Texte fourni:
Africa Defense Forum

ATTÉNUER LES EFFETS DES CATASTROPHES

LA FORMATION À LA GESTION DES CRISES PEUT CONTRIBUER À ORGANISER LES RÉPONSES ET À SAUVER DES VIES

PERSONNEL D’ADF

Au moment où les vents humides du kusi, la mousson du sud-est, ont soufflé sur Nairobi vers la fin avril 2016, ils ont apporté avec eux les trombes d’eau diluviennes de la saison des pluies du Kenya.

Les vents du kusi sont généralement le signe annonciateur des « longues pluies », qui durent de la fin avril au début juin.

Comme il a plu pendant plusieurs jours, les inondations ont conjugué leurs effets à ceux d’un autre des points sensibles de la capitale kényane, à savoir la précarité des constructions. Le 29 avril, à proximité d’une rivière, un immeuble d’appartements de six étages situé à Huruma, un quartier pauvre de la ville, s’est effondré, ensevelissant ses résidents qui ne se doutaient de rien sous des tonnes de béton. Les sauveteurs ont repéré les voix faiblement audibles des gens coincés sous les décombres, réussissant à extraire 140 d’entre eux hors du danger. L’effondrement a fait quarante-neuf victimes, a rapporté Reuters le 8 mai.

Une porte-parole de la Croix Rouge du Kenya a affirmé au Daily Mail que c’était une scène de « chaos complet ».

Le Kenya n’est pas un cas unique en Afrique de l’Est ou sur le continent. Les inondations sont une menace permanente dans les régions de l’est, de l’ouest et du sud. Les effondrements de bâtiments — souvent le résultat de constructions de mauvaise qualité — sont un phénomène courant. L’Afrique de l’Est est souvent exposée à des périodes d’extrême sécheresse, avec pour conséquences la famine, la migration et les conflits tribaux. Les incendies sont une menace, et des pandémies, dont Ebola, ont éclaté dans diverses régions au fil des ans.

Toutes ces catastrophes exigent la même chose : une réponse. Assurer des réponses bien coordonnées et en temps opportun peut sauver des vies. L’état-major unifié des États-Unis pour l’Afrique a consacré des années à travailler avec des responsables de la gestion des catastrophes en Afrique de l’Est, en particulier avec le personnel de l’International Peace Support Training Centre (IPSTC – Centre international de formation au maintien de la paix) à Karen, au Kenya, pour mettre sur pied un programme d’études de six cours sur la gestion des catastrophes. Les cours sont assurés par le biais de la Humanitarian Peace Support School de l’IPSTC à Embakasi.

Lignes fournies:
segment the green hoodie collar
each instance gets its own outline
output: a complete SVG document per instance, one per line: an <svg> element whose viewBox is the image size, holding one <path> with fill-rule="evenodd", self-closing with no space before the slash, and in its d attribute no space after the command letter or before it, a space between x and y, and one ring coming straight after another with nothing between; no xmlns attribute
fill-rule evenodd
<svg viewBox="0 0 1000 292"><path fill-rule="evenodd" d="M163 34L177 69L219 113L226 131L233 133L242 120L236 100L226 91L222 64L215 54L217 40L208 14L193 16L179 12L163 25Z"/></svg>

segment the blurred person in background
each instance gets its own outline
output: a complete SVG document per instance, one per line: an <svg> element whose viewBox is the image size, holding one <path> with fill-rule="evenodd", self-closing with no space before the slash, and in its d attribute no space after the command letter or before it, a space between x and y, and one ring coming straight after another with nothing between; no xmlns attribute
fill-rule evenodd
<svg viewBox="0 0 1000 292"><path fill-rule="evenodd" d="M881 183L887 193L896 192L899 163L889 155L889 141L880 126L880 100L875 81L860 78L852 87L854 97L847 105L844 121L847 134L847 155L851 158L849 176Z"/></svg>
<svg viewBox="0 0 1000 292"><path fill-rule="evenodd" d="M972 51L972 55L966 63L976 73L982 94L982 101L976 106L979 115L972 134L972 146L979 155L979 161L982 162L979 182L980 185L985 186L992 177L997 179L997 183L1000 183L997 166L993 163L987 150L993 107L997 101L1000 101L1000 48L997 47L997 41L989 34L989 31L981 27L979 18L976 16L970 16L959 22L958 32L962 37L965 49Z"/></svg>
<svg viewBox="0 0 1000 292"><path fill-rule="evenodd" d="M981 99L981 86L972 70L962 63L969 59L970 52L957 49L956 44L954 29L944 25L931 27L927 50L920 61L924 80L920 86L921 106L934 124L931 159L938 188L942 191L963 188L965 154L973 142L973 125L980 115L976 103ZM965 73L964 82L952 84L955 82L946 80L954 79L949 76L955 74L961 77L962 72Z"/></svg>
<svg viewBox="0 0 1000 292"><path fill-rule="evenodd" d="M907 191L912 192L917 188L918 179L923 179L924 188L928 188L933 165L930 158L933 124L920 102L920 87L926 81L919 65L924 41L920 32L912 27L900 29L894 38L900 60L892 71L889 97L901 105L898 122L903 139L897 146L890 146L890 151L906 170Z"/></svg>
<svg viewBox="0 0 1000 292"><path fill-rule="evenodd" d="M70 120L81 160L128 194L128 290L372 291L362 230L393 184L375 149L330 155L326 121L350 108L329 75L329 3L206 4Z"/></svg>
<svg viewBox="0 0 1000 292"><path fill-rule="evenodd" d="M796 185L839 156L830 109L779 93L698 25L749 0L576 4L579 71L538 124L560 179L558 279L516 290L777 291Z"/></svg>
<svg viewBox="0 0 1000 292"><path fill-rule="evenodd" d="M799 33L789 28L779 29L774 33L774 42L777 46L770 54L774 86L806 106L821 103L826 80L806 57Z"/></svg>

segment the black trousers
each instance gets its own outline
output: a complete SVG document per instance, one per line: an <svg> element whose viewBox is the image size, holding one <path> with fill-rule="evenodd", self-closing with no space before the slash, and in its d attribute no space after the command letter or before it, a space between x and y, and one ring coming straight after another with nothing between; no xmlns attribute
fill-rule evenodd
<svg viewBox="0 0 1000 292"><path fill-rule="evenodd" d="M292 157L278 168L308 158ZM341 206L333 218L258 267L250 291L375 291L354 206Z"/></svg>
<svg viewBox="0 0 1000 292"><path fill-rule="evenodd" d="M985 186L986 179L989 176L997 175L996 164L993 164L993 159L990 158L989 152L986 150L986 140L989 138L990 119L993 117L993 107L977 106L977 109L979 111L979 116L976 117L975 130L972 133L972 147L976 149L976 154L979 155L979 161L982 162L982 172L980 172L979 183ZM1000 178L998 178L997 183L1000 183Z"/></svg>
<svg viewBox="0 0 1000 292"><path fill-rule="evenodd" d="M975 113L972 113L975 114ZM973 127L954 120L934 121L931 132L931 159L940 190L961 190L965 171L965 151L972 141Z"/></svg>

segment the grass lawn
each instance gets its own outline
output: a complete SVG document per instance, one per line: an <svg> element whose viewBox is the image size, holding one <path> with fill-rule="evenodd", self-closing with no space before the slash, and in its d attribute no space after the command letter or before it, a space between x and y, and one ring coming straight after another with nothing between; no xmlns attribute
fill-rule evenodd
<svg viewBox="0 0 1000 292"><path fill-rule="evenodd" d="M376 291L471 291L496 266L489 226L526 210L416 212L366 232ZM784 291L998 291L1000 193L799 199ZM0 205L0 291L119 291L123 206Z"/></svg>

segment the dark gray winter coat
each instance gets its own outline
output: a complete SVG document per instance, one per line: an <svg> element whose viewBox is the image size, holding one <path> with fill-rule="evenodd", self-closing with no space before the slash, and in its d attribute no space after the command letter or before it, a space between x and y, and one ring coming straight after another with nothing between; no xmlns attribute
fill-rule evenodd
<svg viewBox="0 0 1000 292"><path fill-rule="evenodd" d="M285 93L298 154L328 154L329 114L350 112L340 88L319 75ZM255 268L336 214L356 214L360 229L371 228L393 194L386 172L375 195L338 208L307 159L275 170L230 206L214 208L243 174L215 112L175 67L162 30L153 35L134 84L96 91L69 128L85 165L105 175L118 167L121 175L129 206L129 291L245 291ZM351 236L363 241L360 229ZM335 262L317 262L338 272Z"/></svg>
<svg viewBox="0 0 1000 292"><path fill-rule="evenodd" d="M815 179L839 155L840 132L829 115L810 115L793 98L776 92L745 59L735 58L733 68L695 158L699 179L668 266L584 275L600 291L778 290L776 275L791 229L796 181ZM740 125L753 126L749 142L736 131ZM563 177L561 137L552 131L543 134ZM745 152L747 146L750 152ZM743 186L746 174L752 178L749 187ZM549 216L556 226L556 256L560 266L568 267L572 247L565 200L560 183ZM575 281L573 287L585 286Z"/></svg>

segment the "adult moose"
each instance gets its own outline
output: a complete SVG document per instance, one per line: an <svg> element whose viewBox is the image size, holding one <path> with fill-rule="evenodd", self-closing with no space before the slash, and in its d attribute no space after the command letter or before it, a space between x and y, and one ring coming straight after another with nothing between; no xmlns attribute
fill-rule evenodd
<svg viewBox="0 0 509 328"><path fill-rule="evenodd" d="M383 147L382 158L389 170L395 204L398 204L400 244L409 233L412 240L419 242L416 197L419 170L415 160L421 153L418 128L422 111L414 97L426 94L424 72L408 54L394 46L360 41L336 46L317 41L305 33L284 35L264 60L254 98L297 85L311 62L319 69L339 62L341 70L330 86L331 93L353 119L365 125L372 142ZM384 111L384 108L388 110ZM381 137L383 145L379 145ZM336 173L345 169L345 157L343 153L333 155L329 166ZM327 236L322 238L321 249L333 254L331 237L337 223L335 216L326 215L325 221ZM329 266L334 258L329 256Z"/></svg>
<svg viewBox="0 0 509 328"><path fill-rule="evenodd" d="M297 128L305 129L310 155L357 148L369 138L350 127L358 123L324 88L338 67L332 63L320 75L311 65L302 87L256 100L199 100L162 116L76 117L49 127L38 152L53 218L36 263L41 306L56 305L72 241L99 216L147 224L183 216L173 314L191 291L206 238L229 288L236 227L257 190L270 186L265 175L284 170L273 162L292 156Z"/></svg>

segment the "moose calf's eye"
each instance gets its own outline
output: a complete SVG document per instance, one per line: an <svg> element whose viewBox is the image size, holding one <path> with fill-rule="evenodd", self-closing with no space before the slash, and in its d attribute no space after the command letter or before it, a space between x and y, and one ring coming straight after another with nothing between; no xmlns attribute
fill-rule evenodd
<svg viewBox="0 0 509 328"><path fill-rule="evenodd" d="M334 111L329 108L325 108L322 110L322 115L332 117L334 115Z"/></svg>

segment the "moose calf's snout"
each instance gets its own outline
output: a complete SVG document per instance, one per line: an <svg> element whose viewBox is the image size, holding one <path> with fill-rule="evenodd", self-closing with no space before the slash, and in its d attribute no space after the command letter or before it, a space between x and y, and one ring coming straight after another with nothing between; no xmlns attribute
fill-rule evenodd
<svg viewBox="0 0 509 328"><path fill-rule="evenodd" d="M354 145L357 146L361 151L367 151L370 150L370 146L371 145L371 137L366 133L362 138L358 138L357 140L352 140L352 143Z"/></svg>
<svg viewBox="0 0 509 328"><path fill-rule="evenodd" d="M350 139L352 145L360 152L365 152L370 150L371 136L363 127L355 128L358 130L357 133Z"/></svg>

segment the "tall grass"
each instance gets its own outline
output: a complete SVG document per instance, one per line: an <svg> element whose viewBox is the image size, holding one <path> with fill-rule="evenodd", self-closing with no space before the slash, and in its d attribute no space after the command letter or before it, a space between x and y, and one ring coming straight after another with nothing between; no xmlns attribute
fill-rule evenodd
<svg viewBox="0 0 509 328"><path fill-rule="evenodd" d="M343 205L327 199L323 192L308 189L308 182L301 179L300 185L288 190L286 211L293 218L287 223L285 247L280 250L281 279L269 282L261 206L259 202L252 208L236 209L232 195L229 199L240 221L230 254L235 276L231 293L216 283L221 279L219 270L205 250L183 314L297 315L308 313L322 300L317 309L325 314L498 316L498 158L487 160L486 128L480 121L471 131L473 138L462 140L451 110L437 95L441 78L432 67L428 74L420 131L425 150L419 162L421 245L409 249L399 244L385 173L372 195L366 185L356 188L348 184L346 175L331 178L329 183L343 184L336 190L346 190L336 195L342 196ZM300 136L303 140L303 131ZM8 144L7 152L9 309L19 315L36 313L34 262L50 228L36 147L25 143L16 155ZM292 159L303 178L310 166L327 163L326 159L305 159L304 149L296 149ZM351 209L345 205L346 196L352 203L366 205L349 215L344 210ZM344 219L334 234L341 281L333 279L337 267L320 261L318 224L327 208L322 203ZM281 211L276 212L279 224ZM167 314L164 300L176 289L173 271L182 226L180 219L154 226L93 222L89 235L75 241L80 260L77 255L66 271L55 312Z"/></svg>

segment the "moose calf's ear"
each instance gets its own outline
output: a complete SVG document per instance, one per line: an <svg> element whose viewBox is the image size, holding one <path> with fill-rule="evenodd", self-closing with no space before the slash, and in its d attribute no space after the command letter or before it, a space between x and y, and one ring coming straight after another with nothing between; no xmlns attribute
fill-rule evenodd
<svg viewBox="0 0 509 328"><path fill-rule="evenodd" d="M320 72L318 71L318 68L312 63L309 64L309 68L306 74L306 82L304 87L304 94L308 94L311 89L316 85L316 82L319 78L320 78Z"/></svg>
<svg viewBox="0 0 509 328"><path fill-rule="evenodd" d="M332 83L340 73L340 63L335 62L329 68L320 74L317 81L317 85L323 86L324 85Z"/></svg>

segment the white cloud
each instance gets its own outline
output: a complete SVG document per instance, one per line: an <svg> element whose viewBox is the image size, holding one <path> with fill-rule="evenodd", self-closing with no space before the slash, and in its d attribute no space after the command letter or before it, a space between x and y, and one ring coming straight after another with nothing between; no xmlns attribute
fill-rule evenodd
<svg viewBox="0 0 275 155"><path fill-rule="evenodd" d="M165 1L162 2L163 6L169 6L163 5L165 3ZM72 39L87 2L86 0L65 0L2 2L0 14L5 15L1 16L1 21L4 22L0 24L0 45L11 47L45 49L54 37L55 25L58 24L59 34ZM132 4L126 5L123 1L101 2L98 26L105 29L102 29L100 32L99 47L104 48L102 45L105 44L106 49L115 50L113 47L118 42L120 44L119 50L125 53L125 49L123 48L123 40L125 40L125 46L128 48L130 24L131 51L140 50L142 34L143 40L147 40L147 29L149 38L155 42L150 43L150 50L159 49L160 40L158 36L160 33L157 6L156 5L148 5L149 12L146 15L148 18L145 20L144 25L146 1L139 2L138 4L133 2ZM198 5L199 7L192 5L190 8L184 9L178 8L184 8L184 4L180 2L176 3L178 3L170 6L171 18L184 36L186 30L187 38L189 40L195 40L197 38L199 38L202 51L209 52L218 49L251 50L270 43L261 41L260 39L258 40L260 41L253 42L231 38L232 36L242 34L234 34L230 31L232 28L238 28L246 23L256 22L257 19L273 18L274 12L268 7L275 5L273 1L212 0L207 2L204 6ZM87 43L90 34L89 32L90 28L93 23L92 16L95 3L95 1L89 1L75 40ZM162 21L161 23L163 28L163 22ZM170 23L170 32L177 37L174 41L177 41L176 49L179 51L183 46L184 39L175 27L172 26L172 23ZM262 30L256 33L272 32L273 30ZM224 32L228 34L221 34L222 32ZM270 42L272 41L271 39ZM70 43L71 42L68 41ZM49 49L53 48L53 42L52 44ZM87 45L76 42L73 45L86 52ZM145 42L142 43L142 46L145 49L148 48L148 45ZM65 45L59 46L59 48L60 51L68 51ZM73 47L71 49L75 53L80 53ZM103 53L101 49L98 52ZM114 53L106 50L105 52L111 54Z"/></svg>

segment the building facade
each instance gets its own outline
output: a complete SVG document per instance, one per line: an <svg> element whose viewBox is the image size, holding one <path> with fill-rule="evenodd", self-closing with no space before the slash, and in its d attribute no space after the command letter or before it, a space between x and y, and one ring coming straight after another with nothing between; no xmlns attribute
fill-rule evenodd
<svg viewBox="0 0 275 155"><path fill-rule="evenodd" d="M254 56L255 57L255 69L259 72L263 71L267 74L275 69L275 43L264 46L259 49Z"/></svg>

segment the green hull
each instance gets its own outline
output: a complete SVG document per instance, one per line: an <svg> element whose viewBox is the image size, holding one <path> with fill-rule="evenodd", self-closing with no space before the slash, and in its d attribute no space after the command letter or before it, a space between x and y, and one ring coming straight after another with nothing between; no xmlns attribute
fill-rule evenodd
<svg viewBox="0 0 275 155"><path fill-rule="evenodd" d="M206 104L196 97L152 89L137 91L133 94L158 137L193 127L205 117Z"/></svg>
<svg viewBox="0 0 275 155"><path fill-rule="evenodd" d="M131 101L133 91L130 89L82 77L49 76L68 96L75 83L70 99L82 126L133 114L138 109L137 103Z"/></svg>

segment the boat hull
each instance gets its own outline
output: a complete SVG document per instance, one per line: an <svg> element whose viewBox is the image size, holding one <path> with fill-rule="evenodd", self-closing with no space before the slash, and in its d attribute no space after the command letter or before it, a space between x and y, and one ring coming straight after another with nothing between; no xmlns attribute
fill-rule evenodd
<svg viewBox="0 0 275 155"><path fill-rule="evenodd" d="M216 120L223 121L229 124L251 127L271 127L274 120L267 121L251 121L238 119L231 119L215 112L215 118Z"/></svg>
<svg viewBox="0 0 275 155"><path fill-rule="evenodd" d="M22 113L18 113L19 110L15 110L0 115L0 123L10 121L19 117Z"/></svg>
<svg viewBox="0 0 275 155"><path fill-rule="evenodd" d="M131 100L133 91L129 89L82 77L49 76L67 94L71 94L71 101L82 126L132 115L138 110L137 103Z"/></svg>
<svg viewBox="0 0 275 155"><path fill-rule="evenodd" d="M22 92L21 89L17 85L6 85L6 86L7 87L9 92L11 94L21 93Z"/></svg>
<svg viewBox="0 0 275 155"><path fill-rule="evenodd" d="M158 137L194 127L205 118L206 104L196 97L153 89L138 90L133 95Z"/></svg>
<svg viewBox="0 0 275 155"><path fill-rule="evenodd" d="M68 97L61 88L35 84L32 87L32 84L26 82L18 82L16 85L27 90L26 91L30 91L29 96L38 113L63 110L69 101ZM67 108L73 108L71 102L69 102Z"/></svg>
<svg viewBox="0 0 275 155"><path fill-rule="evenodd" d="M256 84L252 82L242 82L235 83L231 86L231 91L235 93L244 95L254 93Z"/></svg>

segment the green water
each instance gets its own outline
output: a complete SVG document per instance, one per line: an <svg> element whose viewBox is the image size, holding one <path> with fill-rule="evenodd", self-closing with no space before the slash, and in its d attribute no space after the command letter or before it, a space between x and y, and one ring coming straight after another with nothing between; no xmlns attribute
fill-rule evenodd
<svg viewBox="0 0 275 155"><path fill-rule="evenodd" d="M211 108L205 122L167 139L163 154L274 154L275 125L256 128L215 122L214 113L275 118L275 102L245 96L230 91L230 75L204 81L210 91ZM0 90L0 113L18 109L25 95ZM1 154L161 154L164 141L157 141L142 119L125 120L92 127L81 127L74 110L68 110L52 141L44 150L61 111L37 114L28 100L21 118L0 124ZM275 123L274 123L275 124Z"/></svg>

Exercices:
**a.** Extrayez du texte sur la gestion des catastrophes le passage qui commence à « Africa Defense Forum » et se termine à « pluies du Kenya. ».
**b.** Rédigez la suite du texte sur la gestion des catastrophes en Afrique, à partir de l'endroit où il s'arrête.

Réponses:
**a.**
Africa Defense Forum

ATTÉNUER LES EFFETS DES CATASTROPHES

LA FORMATION À LA GESTION DES CRISES PEUT CONTRIBUER À ORGANISER LES RÉPONSES ET À SAUVER DES VIES

PERSONNEL D’ADF

Au moment où les vents humides du kusi, la mousson du sud-est, ont soufflé sur Nairobi vers la fin avril 2016, ils ont apporté avec eux les trombes d’eau diluviennes de la saison des pluies du Kenya.

**b.**
Une évaluation des besoins en formation, réalisée en juillet 2014, était axée sur les capacités de gestion des catastrophes au Kenya, en Tanzanie et en Ouganda. L’étude a examiné 14 capacités et a identifié plusieurs thèmes communs :

Il y a souvent une coordination limitée entre les gouvernements nationaux et les communautés locales.

Il y a peu de gestionnaires de catastrophes formés, et ces fonctions sont généralement secondaires par rapport à d’autres fonctions.

Les responsables manquent de ressources, d’argent et de formation pour la gestion des catastrophes au niveau local.

Il y a également un manque de procédures et de plans officiels au niveau local.

Un homme se déplace avec son âne à travers les rues inondées de Beledweyne, en Somalie, le 26 mai 2016. Des pluies torrentielles ont fait monter les eaux de la rivière Shabelle, forçant des centaines de familles à quitter leur foyer.
AFP/GETTY IMAGES

Aucun gestionnaire de catastrophes local n’a une « capacité élevée » dans un quelconque domaine d’évaluation. Ces constatations soulignent la nécessité d’une formation.

Ces préoccupations ont mené à la mise en place d’un programme d’études de la gestion des catastrophes qui renforce les connaissances et les capacités des responsables dans toute l’Afrique de l’Est.

UNE « APPROCHE TOUS RISQUES »

Travailler avec et par l’intermédiaire d’un centre régional de formation a été considéré comme la meilleure manière de renforcer les capacités en matière de gestion des catastrophes, et l’IPSTC disposait déjà d’un programme d’études sur lequel s’appuyer. Une fois que les besoins en formation ont été identifiés, des techniques ont été rassemblées de plusieurs sources et redéveloppées pour correspondre au système de prestation des cours dirigés par le chargé de cours de l’IPSTC.

Ceci a été accompli en deux étapes. Tout d’abord, un conseil d’examen du programme d’études, composé de gestionnaires de catastrophes et d’experts du domaine, a examiné les documents page après page, en accordant une importance particulière aux éléments linguistiques et culturels afin de déterminer ce qui correspondait le mieux à l’Afrique de l’Est. L’état-major unifié des États-Unis pour l’Afrique et l’IPSTC ont collaboré à ce processus.

Ensuite, le centre a dirigé un programme pilote pour que les chargés de cours vérifient le programme d’études dans la durée en enseignant les six cours. Cette phase a permis de recueillir des réactions et a été accompagnée de modifications en cours de route. Une fois que les responsables ont achevé le programme pilote, les six cours ont été remis à l’IPSTC lors d’une cérémonie en février 2016. Depuis lors, le centre a assuré lui-même la prestation des cours.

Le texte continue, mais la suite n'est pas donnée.